**DIRECTIONS**
Pictures aside, restate the records below exactly as written.
=====
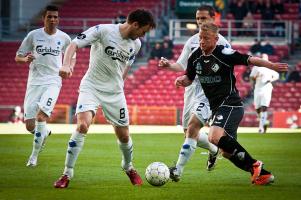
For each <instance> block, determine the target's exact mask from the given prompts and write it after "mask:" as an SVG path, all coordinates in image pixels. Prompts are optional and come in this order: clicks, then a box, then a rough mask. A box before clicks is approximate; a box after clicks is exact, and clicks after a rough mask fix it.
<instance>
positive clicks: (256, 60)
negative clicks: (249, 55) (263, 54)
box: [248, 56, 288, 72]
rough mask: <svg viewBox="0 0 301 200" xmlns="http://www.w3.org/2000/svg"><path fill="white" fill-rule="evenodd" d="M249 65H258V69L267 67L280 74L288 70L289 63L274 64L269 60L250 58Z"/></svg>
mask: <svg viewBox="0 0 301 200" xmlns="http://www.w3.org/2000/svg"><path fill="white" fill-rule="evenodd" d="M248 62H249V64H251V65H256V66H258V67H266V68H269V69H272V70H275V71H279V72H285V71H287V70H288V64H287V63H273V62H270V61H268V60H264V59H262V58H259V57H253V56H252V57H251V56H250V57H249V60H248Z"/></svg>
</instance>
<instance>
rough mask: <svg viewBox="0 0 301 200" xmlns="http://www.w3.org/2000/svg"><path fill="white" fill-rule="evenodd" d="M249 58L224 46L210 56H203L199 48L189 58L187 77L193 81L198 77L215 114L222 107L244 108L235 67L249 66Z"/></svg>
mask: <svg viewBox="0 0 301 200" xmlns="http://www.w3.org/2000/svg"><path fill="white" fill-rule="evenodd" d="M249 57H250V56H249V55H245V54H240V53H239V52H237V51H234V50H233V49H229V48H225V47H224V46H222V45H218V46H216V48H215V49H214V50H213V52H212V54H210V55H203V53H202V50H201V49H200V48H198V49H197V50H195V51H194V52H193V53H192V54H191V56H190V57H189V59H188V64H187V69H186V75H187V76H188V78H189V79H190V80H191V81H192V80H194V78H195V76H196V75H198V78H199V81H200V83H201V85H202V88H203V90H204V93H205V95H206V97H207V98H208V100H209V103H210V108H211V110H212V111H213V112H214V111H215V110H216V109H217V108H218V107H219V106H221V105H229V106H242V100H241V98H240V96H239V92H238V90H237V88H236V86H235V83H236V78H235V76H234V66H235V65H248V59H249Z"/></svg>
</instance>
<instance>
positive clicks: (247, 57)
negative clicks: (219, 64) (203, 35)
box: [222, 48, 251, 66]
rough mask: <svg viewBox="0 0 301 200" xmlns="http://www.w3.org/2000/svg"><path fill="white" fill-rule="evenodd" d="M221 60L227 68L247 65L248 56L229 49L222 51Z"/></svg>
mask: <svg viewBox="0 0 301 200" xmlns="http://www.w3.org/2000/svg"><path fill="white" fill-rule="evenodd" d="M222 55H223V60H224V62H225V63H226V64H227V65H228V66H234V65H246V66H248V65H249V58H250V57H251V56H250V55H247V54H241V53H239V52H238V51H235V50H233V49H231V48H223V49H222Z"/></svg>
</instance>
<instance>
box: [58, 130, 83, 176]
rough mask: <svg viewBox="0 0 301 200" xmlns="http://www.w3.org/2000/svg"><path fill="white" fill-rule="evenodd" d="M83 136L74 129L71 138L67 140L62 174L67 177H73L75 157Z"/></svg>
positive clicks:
=====
**COMPLETED EXERCISE**
For each <instance> block, determine the target's exact mask from the given prompts and write it after "mask:" as an SVG path, all coordinates in image pixels. Prompts are optional and come in this order: clicks, then a box, then a rough mask. A box before clicks is approximate; a box after clicks is exact, and clicks after a rough mask fix it.
<instance>
positive clicks: (256, 60)
negative clicks: (249, 55) (263, 54)
box: [248, 56, 288, 72]
rough mask: <svg viewBox="0 0 301 200" xmlns="http://www.w3.org/2000/svg"><path fill="white" fill-rule="evenodd" d="M249 65H258V69L267 67L280 74L288 70L289 63L274 64L269 60L250 58Z"/></svg>
mask: <svg viewBox="0 0 301 200" xmlns="http://www.w3.org/2000/svg"><path fill="white" fill-rule="evenodd" d="M248 62H249V64H251V65H256V66H258V67H266V68H269V69H272V70H275V71H279V72H285V71H287V70H288V64H287V63H273V62H270V61H268V60H264V59H262V58H259V57H253V56H252V57H251V56H250V57H249V60H248Z"/></svg>
</instance>
<instance>
rough mask: <svg viewBox="0 0 301 200" xmlns="http://www.w3.org/2000/svg"><path fill="white" fill-rule="evenodd" d="M249 58L224 46L210 56H203L199 48L189 58L187 77L193 81L198 77L215 114L222 107L244 108L235 67L249 66Z"/></svg>
mask: <svg viewBox="0 0 301 200" xmlns="http://www.w3.org/2000/svg"><path fill="white" fill-rule="evenodd" d="M249 57H250V56H249V55H245V54H240V53H239V52H237V51H234V50H233V49H229V48H225V47H224V46H222V45H218V46H216V48H215V49H214V50H213V52H212V54H210V55H203V53H202V50H201V49H200V48H198V49H197V50H195V51H194V52H193V53H192V54H191V56H190V57H189V59H188V64H187V69H186V75H187V76H188V78H189V79H190V80H191V81H192V80H194V78H195V76H196V75H198V78H199V81H200V83H201V85H202V88H203V90H204V93H205V95H206V97H207V98H208V100H209V103H210V108H211V110H212V111H213V112H214V111H215V110H216V109H217V108H218V107H219V106H221V105H229V106H242V100H241V98H240V96H239V92H238V90H237V88H236V86H235V83H236V78H235V76H234V66H235V65H248V59H249Z"/></svg>
</instance>
<instance>
positive clicks: (247, 57)
negative clicks: (219, 64) (203, 35)
box: [222, 48, 251, 66]
rough mask: <svg viewBox="0 0 301 200" xmlns="http://www.w3.org/2000/svg"><path fill="white" fill-rule="evenodd" d="M221 60L227 68L247 65L248 56L229 49L222 51Z"/></svg>
mask: <svg viewBox="0 0 301 200" xmlns="http://www.w3.org/2000/svg"><path fill="white" fill-rule="evenodd" d="M222 55H223V60H224V62H225V63H226V64H227V65H228V66H234V65H246V66H248V65H249V58H250V57H251V56H250V55H247V54H241V53H239V52H238V51H235V50H233V49H231V48H223V49H222Z"/></svg>
</instance>
<instance>
box: [58, 130, 83, 176]
rough mask: <svg viewBox="0 0 301 200" xmlns="http://www.w3.org/2000/svg"><path fill="white" fill-rule="evenodd" d="M83 136L74 129L71 138L67 140L62 174L67 177H73L75 157Z"/></svg>
positive clicks:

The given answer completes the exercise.